• REQUIRED WORK:
1. In the forum thread about 389 head bolt length, how long were the six longest bolts on the engine?
2. Continue the forum thread about 389 head bolt length from the point where it stops.

• EXCERPTED TEXT:
★ ★ ★ ★ ★ ★ ★

# '64 389 head bolt length



## 64since65 (Dec 11, 2019)

I have a few questions today but I'll keep them separate for clarity.

I'm about to put the heads back on my engine but not sure what to do with the head bolts. I bought a new set of bolts under the assumption that I should use new ones. However, the longest 6 bolts on my engine were 4-1/4" and the longest I could find in new ones was 4". When I put all the bolts in with the heads sitting on the bench, the amount of thread showing is obviously less for those 4" bolts than any of the others. The 4" bolt only has about 3/8" of thread engagement vs. 5/8" engagement for the 4-1/4" bolts. I'm not sure 3/8" engagement is enough for a 1/2" bolt.

So the question is, can I re-use the old bolts (which would mean I wasted a lot of money on new bolts) or should I keep looking for a source of 4-1/4" head bolts? If I need new ones, does anyone know where I can get some? (I've tried OPGI, Ames, Summit, and Butler and didn't find anything over 4" but haven't called to check yet either. I'm a bit surprised that all of them only go to 4" when my originals are obviously longer.)


----------



## Old Man Taylor (May 9, 2011)

Yes you can use the old bolts. I've reused them many times.


----------



## 64since65 (Dec 11, 2019)

EXCELLENT! Thank you!


----------



## BearGFR (Aug 25, 2008)

★ ★ ★ ★ ★ ★ ★

Stored data
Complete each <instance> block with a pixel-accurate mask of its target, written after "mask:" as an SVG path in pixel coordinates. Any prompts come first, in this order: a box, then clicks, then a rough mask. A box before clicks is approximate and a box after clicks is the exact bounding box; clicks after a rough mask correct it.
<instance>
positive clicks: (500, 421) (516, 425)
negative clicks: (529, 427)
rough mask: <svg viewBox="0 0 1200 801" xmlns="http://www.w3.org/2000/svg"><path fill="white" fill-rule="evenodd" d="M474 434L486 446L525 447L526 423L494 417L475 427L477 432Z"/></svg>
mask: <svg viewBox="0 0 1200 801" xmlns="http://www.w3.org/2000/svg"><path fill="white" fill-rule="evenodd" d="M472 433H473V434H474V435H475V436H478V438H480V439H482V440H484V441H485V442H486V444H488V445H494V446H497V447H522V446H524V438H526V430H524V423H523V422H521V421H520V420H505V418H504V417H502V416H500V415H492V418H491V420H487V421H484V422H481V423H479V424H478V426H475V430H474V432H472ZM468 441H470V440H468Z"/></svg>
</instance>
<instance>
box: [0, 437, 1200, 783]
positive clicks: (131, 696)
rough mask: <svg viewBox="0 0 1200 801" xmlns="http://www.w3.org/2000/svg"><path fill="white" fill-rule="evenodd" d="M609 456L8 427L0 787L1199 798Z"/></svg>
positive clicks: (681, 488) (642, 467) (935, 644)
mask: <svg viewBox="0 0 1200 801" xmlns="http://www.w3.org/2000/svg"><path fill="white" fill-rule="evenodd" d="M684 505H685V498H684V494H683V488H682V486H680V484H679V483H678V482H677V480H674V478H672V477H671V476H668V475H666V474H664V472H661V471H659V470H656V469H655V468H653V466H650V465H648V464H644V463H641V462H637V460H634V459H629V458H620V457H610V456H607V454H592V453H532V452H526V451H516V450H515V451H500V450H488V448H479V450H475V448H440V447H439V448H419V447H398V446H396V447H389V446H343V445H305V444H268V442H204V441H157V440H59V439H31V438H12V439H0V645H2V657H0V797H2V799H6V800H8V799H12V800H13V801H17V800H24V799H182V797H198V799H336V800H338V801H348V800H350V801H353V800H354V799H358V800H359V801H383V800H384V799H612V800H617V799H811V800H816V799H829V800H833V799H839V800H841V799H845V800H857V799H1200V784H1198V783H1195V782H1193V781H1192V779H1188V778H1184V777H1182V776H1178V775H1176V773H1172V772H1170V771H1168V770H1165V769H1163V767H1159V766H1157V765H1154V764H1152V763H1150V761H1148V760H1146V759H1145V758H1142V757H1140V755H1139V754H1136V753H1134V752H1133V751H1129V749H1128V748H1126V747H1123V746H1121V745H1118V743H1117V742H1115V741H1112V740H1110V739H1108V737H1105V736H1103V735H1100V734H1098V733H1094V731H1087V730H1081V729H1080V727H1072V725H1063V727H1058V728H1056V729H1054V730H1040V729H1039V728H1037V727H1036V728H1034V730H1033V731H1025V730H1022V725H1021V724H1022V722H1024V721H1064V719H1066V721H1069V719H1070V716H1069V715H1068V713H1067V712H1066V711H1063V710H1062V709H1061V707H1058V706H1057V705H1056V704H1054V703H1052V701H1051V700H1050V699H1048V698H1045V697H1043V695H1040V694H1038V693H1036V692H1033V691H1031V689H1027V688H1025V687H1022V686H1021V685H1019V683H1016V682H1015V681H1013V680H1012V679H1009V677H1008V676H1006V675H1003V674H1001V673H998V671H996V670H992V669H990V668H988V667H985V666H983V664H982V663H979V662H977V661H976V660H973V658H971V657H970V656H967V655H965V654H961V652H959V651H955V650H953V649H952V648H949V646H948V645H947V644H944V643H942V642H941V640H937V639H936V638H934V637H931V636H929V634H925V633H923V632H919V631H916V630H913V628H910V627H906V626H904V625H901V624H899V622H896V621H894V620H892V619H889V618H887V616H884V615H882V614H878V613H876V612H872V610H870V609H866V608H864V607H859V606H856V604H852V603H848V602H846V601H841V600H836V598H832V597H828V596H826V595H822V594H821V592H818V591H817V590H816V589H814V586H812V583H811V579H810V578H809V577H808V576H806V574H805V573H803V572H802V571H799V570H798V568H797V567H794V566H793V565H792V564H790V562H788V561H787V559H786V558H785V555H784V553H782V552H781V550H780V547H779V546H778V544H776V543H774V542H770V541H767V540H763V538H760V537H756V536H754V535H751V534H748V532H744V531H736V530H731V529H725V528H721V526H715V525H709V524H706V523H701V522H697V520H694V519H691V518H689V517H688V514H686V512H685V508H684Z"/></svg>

★ ★ ★ ★ ★ ★ ★

• ANSWERS PROVIDED:
1. They were 4-1/4 inches long.

2.
Or, if you want new ones you can measure the lengths of each one and either get a set from ARP, or buy individual bolts by length. With the head sitting on the deck, drop the bolts in. The head of each bolt needs to sit an inch above the head/washer. Trying to torque down a bolt that's too short can pull the threads out of the block. 

Bear


----------



## 64since65 (Dec 11, 2019)

Yeah, a full inch would be better but, for the benefit of others reading this, I put a bolt in a few of the holes in the block (without the head in place) and they became finger tight at about 3/4 inch. So they'd never tighten if they sit up a full inch. The old bolts will go about 5/8" into the block and the engine had about 150,000 miles on it when I took it apart so that must be enough for this engine. That's not to say that a full inch wouldn't be better; I just don't want someone else to panic because they can't get a full inch or buy bolts to give them a full inch and find out they won't fit - check first. However, I would be was worried when my new 1/2" bolt didn't even engage 1/2" of thread - which is a common rule-of-thumb minimum.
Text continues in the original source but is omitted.